- _DO THIS_
Locate every line in the listing below that contains the word "wall" and copy each of those lines. Case counts.

- _EXCERPTED RECORDS_
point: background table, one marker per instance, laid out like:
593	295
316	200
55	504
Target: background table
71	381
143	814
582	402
==
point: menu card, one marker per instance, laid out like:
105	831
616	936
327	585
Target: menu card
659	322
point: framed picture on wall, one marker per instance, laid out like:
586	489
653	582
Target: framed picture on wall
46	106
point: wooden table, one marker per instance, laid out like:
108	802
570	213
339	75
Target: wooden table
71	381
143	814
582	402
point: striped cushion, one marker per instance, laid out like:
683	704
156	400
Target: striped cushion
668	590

- _ANSWER BELOW_
point: framed picture on wall, one marker per instance, laid out like:
Target: framed picture on wall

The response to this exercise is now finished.